### EXERCISE DESCRIPTION
Set down the line that contains "camouflage shirt, one" and every line after it to the end of the entries, exactly as they stand and nothing more.

### LISTED RECORDS

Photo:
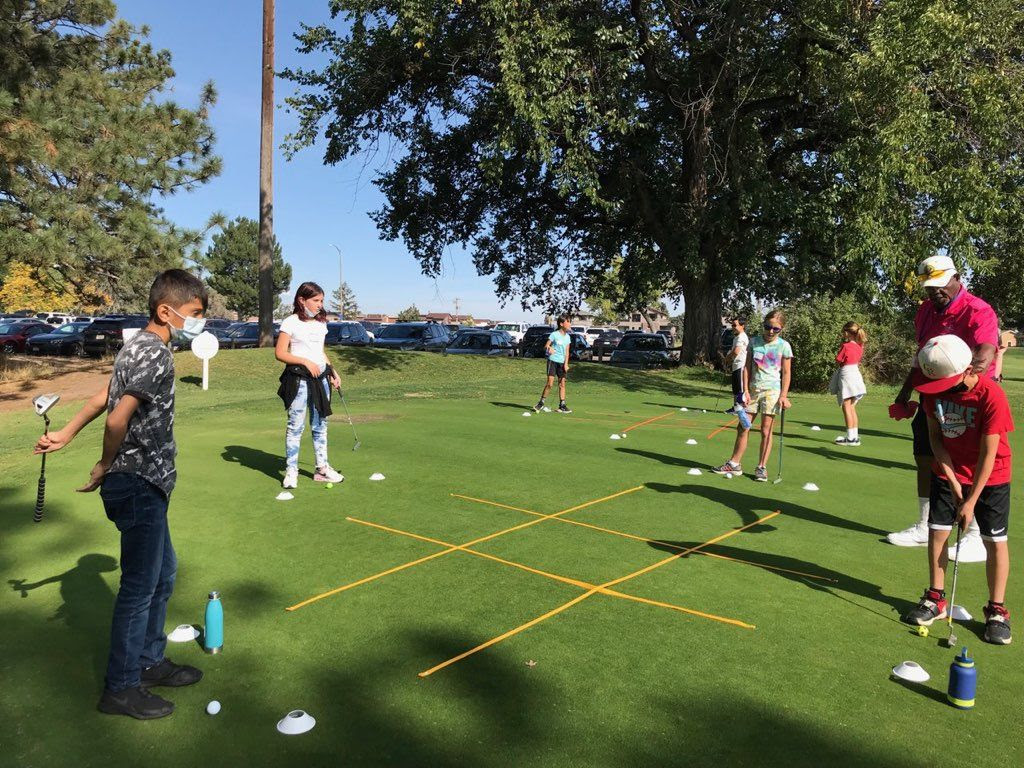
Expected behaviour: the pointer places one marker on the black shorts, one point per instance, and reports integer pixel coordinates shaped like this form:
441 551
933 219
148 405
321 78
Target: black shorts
991 512
922 445
737 383
556 369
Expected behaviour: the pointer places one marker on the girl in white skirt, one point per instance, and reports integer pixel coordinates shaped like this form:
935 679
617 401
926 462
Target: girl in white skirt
847 383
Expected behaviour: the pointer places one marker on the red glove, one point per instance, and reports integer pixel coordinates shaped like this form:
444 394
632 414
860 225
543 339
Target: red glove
900 411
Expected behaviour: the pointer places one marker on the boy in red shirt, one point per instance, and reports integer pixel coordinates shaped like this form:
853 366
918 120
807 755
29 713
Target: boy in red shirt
968 421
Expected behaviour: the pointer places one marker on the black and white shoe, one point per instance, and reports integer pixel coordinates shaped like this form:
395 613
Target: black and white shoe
169 674
135 702
996 625
932 607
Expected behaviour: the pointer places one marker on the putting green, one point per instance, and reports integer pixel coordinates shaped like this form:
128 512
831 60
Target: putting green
604 680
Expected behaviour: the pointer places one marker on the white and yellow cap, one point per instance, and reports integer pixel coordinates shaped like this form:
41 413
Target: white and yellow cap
941 361
936 271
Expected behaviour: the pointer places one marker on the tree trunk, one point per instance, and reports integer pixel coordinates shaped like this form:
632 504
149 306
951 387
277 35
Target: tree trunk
702 322
266 302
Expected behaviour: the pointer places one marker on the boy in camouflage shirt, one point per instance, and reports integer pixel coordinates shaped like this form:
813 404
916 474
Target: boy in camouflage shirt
136 475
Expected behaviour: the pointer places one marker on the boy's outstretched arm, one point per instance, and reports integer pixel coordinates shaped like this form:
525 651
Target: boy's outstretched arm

### TASK SOLUTION
Expected behaviour: the pointer places one marker on the boy in camouflage shirt, one point per instance, and reports integer pixel coordinates shaped like this form:
813 404
916 474
Target: boy in camouflage shirt
136 475
Expected behaviour: the pointer places one marker on the boy's outstretched arm, one point per instance, and reports integer pixel coordinates shaped like this form:
525 651
Target: boy's outstretched arm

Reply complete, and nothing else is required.